▶ **TASK DETAILS**
In the records below, find the line containing "locate the man with"; give it again exactly, along with every line that follows, and nothing else.

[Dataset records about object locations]
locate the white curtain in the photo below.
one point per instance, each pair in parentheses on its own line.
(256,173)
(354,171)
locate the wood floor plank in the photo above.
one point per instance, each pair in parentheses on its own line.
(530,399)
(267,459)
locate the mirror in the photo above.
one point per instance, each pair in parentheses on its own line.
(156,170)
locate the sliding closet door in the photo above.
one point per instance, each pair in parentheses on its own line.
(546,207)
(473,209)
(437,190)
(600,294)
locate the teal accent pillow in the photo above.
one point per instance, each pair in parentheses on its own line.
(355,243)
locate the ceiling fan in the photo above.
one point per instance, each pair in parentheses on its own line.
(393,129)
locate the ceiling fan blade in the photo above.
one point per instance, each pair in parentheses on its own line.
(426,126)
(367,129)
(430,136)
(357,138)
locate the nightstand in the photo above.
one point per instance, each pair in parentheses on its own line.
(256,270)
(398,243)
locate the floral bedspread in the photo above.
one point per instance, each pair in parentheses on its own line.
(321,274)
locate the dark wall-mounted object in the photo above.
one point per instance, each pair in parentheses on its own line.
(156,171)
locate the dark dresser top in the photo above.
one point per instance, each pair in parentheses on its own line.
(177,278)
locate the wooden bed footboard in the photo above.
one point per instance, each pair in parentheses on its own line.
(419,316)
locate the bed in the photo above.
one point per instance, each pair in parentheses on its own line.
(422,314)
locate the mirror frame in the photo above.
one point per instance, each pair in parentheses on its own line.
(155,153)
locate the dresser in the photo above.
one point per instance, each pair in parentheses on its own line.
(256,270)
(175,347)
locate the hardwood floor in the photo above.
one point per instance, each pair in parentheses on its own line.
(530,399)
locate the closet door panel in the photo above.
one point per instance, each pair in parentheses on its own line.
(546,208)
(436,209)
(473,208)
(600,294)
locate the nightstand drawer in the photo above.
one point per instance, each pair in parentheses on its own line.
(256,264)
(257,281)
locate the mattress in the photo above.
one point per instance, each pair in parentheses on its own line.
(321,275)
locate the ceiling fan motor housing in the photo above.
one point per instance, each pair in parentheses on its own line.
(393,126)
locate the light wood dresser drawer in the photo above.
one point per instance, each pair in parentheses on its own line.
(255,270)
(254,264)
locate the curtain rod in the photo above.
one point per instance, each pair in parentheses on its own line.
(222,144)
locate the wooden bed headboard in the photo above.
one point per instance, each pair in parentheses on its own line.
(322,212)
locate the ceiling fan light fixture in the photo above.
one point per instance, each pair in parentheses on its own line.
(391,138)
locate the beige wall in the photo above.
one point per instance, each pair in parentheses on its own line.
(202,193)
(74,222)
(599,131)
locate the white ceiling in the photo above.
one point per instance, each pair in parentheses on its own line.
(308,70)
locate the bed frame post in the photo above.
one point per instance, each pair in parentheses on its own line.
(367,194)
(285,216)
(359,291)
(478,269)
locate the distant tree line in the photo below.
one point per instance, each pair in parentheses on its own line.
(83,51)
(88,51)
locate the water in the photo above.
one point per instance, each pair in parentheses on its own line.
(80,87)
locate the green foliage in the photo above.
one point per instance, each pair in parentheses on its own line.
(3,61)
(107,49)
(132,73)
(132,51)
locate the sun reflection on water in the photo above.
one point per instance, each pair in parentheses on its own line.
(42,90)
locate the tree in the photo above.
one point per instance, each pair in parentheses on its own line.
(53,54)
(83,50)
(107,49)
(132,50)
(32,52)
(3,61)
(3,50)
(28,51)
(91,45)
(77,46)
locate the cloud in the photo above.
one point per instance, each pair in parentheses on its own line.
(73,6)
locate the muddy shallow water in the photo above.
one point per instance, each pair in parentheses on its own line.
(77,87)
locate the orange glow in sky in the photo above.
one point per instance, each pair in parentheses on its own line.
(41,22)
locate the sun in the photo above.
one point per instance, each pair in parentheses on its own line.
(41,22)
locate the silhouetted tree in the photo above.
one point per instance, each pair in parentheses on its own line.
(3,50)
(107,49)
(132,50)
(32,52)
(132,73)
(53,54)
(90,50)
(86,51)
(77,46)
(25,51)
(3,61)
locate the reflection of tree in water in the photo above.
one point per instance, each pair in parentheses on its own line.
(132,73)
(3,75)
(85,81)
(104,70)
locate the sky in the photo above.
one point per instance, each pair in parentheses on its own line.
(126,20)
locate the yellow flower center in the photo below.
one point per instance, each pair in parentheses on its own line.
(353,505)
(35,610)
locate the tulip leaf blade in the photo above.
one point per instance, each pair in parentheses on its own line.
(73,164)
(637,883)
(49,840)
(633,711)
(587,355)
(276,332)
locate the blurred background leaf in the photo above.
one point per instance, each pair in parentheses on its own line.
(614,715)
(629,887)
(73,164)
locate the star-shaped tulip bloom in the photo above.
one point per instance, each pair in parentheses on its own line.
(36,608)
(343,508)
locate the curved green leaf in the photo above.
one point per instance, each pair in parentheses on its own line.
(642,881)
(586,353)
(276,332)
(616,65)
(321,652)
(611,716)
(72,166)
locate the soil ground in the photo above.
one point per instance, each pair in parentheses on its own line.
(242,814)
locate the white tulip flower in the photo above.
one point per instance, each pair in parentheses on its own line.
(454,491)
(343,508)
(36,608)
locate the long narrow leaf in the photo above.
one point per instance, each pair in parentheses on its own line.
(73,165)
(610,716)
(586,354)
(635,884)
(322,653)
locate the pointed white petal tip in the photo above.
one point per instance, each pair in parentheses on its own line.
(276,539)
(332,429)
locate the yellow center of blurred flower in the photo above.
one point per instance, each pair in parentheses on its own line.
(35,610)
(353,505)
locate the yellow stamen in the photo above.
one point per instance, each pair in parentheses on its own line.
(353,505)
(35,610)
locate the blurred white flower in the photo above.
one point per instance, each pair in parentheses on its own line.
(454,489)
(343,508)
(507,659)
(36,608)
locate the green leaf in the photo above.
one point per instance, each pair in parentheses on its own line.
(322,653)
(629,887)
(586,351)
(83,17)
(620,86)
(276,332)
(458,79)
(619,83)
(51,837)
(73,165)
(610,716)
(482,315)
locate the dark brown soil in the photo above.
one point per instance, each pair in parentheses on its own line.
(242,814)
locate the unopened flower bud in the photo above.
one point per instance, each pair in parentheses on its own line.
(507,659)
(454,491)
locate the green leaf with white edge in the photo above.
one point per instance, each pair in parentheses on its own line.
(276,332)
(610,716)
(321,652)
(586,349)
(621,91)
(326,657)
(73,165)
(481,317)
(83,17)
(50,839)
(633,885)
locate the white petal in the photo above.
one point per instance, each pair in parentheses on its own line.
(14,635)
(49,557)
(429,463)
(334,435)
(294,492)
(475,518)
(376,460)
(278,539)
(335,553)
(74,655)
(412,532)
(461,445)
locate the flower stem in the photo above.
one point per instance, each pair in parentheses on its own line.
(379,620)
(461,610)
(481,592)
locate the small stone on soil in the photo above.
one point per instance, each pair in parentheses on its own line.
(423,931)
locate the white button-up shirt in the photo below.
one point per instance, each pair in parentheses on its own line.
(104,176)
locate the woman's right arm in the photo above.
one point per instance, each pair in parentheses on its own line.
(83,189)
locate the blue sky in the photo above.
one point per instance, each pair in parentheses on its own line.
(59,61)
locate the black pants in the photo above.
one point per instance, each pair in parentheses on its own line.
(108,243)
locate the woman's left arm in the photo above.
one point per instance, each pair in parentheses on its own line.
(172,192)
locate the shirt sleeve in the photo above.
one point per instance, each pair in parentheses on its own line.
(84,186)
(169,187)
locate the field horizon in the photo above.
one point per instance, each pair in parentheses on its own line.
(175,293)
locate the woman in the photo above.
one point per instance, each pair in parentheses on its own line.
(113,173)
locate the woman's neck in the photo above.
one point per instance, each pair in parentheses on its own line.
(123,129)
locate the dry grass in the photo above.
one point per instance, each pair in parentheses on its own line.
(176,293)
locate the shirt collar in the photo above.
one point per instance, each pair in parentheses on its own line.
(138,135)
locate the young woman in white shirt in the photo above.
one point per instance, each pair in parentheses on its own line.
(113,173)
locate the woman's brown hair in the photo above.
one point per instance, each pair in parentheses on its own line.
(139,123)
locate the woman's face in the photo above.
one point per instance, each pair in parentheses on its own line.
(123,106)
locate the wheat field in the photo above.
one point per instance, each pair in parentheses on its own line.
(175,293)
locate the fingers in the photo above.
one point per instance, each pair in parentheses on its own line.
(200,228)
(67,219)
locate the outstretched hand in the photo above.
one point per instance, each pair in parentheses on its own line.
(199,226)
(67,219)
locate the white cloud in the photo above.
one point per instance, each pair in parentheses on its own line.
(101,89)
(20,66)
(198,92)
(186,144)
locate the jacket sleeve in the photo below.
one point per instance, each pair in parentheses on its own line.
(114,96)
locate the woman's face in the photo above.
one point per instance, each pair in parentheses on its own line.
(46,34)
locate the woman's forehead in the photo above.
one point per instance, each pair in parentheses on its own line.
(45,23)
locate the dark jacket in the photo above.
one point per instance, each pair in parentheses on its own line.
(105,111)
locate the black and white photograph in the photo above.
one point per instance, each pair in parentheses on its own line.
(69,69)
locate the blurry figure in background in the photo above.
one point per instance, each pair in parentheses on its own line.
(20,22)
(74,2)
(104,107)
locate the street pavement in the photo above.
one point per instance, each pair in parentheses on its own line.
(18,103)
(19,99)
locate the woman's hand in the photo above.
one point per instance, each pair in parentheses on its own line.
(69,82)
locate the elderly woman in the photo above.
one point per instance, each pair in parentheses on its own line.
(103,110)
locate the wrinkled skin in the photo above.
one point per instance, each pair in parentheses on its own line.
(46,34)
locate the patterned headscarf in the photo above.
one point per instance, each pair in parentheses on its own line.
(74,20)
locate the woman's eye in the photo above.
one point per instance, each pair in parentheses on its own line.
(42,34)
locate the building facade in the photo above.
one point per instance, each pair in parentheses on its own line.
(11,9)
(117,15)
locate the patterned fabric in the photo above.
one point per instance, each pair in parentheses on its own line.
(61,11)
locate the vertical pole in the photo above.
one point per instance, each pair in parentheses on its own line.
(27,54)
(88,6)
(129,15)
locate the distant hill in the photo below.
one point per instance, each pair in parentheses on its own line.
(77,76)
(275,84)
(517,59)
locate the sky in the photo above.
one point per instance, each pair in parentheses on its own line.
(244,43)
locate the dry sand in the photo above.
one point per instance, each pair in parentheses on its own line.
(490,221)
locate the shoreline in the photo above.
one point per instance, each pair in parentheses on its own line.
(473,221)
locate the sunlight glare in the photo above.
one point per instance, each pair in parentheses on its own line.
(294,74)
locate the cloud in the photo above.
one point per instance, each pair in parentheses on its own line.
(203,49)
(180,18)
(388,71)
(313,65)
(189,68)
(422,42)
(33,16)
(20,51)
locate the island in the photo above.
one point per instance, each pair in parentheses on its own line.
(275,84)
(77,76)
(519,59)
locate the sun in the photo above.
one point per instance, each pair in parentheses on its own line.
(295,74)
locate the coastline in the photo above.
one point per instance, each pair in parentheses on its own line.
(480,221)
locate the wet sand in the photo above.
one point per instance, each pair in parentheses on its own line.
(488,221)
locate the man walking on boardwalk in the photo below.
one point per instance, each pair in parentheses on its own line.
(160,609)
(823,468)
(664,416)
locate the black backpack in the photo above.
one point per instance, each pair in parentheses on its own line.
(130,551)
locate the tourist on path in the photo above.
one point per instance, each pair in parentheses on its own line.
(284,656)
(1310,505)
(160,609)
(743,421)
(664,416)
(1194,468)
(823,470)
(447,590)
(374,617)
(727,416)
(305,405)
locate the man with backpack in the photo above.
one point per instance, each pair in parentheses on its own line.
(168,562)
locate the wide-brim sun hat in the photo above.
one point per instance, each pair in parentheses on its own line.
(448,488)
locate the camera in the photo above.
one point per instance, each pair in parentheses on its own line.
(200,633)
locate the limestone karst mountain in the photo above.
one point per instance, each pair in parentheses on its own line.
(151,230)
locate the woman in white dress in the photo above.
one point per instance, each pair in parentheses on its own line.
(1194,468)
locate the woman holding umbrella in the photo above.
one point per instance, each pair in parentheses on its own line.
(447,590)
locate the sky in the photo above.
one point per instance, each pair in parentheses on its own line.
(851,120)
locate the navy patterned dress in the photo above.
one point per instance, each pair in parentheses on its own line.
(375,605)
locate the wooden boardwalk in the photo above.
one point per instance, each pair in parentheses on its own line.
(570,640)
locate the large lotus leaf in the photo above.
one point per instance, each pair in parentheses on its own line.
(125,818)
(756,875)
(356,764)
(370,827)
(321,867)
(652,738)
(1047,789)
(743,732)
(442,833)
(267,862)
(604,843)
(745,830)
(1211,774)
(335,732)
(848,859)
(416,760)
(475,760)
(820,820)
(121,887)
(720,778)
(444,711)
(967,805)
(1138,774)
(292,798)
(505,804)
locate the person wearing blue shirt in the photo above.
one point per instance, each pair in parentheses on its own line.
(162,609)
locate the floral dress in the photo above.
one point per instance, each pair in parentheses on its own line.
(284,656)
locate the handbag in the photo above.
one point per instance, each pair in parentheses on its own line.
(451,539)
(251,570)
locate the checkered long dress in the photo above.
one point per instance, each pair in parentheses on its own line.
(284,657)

▶ **SOLUTION FOR THIS EXERCISE**
locate the man with backpack in the photo above.
one point per instance, each pair in parentheses on its own line.
(168,562)
locate the wide-brim sun hat in the photo above.
one point per instance, each pair in parentheses on its own line.
(448,488)
locate the camera in the photo above.
one point per instance, each pair in parentheses on its own line.
(200,633)
locate the limestone karst mountain in the photo above.
one point per instance, each pair in parentheses on its own line.
(151,230)
locate the woman in white dress in the photo above.
one point per instance, each pair in parentheses on its own line.
(1194,468)
locate the woman holding umbrella in the photo above.
one point per instance, each pair in parentheses on its own line.
(447,590)
locate the sky in the photo above.
one point per instance, each pair in parentheses on its own line.
(851,120)
locate the navy patterned dress in the photo above.
one point per instance, each pair in parentheses on its own line.
(375,605)
locate the wooden boardwalk in the photo above.
one point per instance, each pair in parentheses on its own line.
(570,640)
locate the large lotus leaf in the photo above.
one point per instance, each pair in parentheses on its own line.
(125,818)
(756,875)
(356,764)
(370,827)
(321,867)
(652,738)
(1047,789)
(743,732)
(442,833)
(267,862)
(604,843)
(745,830)
(1211,774)
(335,732)
(848,859)
(416,760)
(475,760)
(820,820)
(121,887)
(720,778)
(444,711)
(967,805)
(1138,774)
(292,798)
(505,804)
locate the person wearing blue shirt in the photo above.
one point per instance, each pair in parentheses on its own line.
(162,609)
locate the floral dress in the photo above.
one point per instance, each pair in parentheses on its own line.
(284,656)
locate the handbag in the photo above.
one point per instance, each pair in parentheses on its own line.
(451,539)
(251,570)
locate the checkered long dress in the photo above.
one point per instance, each pair in parentheses on its own line.
(284,657)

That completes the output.